---- SOURCE TEXT

Hung over? Don’t try these

Abby Penning

Students seeking a hangover solution after a long night might consider visiting the C-Store for a quick remedy.

But the solution probably doesn’t lie in the maroon-, yellow- and white-packaged remedy — Chaser Freedom from Hangovers — being sold at campus convenience stores.

Mary Ellen Metzger, manager of the Maple-Willow-Larch dining center and C-Store, said the product isn’t something she supports as a good way to counter the effects of a night of drinking.

“Not only do they not sell,” Metzger said, “but they are not something we want to sell.”

Metzger said she questions the pills’ effectiveness and also disagrees with how the product is being marketed as a dietary supplement, as indicated on the package’s labeling.

She said there is no information on the product about the dietary value of the supplements.

The pills were introduced to the stores at the recommendation of a distributor, said Carl Chumos, manager of Clyde’s Sports Club and the West Side Market.

“Sometimes things are recommended because we are in the college market and we try something once,” Chumos said. “We probably won’t get them again.”

Elizabeth Ramsey, employee at the Maple-Willow-Larch C-Store and sophomore in pre-journalism and mass communication, said people do talk about the hangover product.

“People laugh at them and think they’re funny, but they don’t sell,” she said.

The product, which has been available in the Maple-Willow-Larch C-Store and the West Side Market C-Store in the Union Drive Community Center for most of the semester, has not been flying off the shelves at either location.

--------

__EXERCISE INSTRUCTIONS__.
a: Copy the stretch of the hangover-remedy article from "Mary Ellen Metzger, manager" through "night of drinking." word for word.
b: In the hangover-remedy article, what is the full name of the product sold at the campus convenience stores?
c: Write the next part of the hangover-remedy article, picking up after its final sentence.

---- DATA LISTING

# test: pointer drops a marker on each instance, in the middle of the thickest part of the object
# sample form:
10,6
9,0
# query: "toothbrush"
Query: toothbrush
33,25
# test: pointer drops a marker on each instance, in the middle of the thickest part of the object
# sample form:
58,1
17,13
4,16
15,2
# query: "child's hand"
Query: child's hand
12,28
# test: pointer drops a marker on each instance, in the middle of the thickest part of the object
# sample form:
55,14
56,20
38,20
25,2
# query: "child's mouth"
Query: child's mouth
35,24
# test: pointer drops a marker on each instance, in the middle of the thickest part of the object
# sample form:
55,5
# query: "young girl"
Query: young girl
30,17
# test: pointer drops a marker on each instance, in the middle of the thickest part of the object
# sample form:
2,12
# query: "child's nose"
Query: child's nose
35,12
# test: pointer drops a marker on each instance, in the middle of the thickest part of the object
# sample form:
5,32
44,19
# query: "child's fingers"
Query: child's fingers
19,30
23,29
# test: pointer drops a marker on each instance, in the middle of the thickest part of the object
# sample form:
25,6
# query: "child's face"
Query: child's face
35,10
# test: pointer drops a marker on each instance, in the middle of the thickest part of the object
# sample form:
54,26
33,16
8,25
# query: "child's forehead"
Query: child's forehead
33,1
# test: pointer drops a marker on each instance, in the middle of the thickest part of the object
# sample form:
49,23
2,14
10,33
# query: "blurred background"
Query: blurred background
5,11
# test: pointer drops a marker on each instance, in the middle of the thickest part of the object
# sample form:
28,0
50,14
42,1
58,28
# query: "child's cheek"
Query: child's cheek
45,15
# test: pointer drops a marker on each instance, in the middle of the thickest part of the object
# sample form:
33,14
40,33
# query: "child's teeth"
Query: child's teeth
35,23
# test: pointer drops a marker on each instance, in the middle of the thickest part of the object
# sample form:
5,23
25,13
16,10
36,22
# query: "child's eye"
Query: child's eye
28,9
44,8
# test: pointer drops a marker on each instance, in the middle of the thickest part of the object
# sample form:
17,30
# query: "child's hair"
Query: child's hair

--------

__REPLIES__.
a:
Mary Ellen Metzger, manager of the Maple-Willow-Larch dining center and C-Store, said the product isn’t something she supports as a good way to counter the effects of a night of drinking.

b: Chaser Freedom from Hangovers

c:
“I sold four packages to one customer one day,” said Brenda Wilkinson, employee at the West Side Market. “That’s the only time I’ve heard of anyone buying them.”

Marty Martinez, a psychologist with Student Counseling Services, said he isn’t familiar with the actual Chaser product, but doubts the product’s active ingredients of activated calcium carbonate and vegetable carbons are very useful in the prevention of hangovers.

“These ingredients have been around for a long time,” Martinez said. “It’s hard to believe that they would be a new cure.”

Martinez said the calcium carbonate is a medication usually associated with helping an upset stomach. He said he felt the traditional methods of counteracting a hangover, like drinking a lot of water or sports drinks, were more likely to be helpful than the Chaser pills.

“At best, they’re a small piece of what might be helpful,” Martinez said. “They are helping about 1 percent and 99 percent is the other remedies.”

The C-Stores don’t seem to be getting a lot of feedback about the actual usefulness of the pills either.

“I asked the gal who bought them to let me know how well they worked,” Wilkinson said. “I never did hear back from her.”